** START EXTRACTED RECORDS **

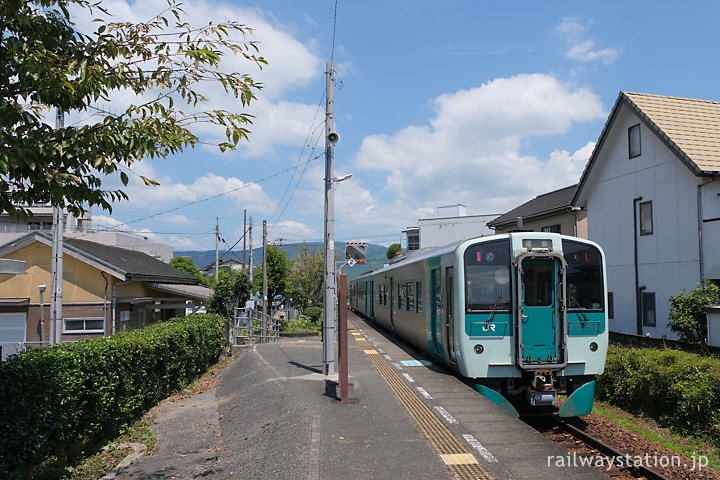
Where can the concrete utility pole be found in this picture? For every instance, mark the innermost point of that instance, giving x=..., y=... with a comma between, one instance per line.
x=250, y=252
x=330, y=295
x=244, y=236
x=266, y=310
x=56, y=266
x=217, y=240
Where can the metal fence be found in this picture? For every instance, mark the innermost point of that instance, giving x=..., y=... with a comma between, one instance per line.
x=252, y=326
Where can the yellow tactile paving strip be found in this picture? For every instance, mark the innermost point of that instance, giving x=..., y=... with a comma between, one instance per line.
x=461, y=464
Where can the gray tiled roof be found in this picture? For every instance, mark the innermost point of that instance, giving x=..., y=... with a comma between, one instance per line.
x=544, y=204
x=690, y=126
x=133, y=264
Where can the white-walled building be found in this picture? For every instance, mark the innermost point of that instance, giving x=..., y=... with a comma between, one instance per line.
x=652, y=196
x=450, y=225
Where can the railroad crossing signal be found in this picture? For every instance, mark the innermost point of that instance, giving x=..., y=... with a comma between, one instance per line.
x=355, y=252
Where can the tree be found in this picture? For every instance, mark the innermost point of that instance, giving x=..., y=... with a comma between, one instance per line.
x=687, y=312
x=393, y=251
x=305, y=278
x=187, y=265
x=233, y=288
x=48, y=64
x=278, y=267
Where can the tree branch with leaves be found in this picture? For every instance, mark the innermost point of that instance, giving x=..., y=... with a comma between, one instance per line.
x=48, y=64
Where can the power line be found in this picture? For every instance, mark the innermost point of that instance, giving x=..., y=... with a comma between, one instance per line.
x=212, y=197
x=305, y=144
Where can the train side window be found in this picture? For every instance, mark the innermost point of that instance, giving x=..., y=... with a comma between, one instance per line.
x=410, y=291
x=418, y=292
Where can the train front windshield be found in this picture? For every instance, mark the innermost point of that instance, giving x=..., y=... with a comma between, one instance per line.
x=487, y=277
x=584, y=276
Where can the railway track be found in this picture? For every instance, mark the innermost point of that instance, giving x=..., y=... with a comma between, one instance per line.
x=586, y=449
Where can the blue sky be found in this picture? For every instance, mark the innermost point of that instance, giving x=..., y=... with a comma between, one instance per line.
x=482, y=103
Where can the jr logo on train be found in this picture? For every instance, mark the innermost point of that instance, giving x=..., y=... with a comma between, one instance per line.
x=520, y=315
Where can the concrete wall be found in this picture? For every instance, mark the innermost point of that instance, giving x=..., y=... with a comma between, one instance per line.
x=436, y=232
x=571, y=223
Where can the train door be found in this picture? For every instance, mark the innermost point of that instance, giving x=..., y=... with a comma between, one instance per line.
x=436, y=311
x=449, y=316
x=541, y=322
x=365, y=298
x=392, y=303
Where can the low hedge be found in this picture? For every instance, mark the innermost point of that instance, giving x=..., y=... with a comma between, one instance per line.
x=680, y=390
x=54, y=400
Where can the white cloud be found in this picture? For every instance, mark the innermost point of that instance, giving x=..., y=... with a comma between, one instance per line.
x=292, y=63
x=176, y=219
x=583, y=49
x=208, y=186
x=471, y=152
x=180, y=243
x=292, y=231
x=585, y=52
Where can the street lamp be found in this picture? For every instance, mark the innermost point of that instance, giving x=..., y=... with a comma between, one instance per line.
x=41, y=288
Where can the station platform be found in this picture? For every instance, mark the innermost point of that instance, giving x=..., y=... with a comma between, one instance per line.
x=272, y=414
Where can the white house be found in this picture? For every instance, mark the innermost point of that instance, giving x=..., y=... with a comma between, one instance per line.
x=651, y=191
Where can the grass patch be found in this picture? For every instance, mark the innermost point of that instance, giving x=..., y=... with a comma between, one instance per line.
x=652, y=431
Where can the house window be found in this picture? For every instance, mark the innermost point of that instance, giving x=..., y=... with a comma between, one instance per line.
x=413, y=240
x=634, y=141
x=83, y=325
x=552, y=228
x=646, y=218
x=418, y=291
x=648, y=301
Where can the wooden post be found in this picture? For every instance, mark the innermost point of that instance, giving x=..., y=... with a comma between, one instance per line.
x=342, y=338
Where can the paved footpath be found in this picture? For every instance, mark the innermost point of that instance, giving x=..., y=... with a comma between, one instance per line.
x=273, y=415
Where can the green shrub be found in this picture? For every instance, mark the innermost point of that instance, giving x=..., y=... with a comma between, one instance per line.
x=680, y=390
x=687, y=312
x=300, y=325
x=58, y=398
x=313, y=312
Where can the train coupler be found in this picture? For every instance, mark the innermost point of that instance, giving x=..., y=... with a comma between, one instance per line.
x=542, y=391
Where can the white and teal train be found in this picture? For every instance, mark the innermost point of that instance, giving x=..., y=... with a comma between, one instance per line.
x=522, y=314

** END EXTRACTED RECORDS **
** START EXTRACTED RECORDS **

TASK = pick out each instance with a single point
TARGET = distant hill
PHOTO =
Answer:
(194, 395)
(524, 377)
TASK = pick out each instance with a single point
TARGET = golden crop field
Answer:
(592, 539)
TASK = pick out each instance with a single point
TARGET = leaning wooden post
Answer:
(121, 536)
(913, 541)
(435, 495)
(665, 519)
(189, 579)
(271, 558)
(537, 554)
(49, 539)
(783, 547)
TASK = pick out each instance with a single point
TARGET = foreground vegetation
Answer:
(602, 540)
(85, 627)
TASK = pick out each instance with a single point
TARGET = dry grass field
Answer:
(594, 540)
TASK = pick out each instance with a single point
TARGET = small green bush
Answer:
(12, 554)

** END EXTRACTED RECORDS **

WHAT YOU HAVE TO DO: Reproduce, word for word, the lines of the material between the line holding "Where can the power" and the line holding "x=520, y=315", inclusive.

REPLY TO THE EXERCISE:
Where can the power line be found in this picture? For every instance, mark the innermost point of that instance, giving x=..., y=... with a comma between, one instance per line.
x=212, y=197
x=305, y=144
Where can the train side window be found in this picture? For every instance, mark the innermost point of that instance, giving x=..., y=... with a comma between, one instance per line.
x=410, y=291
x=418, y=292
Where can the train front windshield be found in this picture? For every instance, mark the innermost point of that instance, giving x=..., y=... with a comma between, one instance per line.
x=487, y=277
x=584, y=276
Where can the railway track be found in this picture? For every instance, mark the innermost point of that instance, giving x=..., y=... with a comma between, one instance per line.
x=586, y=449
Where can the blue sky be found in this picture? For every instance, mark the innermost point of that instance, giving x=..., y=... with a comma between, one instance per line.
x=482, y=103
Where can the jr logo on train be found in this picture? For every instance, mark the innermost point of that instance, giving x=..., y=... with a comma between, one instance per line.
x=520, y=315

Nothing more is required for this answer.